===== INFORMATION SHOWN
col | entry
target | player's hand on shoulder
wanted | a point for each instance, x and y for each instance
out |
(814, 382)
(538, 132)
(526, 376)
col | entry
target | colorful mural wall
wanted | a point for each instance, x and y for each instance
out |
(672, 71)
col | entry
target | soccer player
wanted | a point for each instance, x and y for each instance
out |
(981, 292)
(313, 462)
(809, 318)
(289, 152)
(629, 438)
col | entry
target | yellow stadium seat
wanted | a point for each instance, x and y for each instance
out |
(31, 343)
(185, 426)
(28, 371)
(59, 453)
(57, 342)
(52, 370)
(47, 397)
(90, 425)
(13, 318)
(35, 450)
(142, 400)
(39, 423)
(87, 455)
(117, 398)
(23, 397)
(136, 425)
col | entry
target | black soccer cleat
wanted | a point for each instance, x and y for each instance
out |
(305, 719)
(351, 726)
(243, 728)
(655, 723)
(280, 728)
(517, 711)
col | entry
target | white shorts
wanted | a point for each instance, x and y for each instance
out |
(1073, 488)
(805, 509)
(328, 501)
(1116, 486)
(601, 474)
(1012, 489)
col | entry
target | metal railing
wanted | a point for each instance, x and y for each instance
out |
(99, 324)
==========
Reproduce the whole listing, renaming every "soccer" to "football" and keeping all other text the same.

--- ANSWER TO THE PROBLEM ---
col | entry
target | player's hand on shoulder
wanted | a point for each instance, x and y for each instance
out |
(814, 382)
(538, 132)
(526, 376)
col | entry
target | colorful mural wall
wanted | a point for each instance, x and y for each instance
out |
(672, 71)
col | entry
target | football player
wanted | a point for each instance, x and y for each instance
out |
(981, 292)
(313, 462)
(809, 318)
(289, 152)
(629, 438)
col | entry
target | yellow stadium seat
wanted | a point for each instance, x and y for each instance
out |
(31, 343)
(185, 426)
(28, 371)
(59, 453)
(57, 342)
(52, 370)
(47, 397)
(90, 425)
(13, 318)
(35, 450)
(142, 400)
(39, 423)
(87, 455)
(117, 398)
(23, 397)
(136, 425)
col | entry
target | black football cleat
wanted | a point for each instance, x and y for each instance
out |
(305, 719)
(351, 726)
(243, 728)
(655, 723)
(280, 728)
(517, 711)
col | entry
target | white shorts
wanted | a point for each instance, x and y for each instance
out |
(1073, 488)
(805, 509)
(328, 501)
(1116, 486)
(601, 474)
(1012, 489)
col | entry
target | metal railing
wanted | a point for each instance, x and y for each instance
out |
(99, 324)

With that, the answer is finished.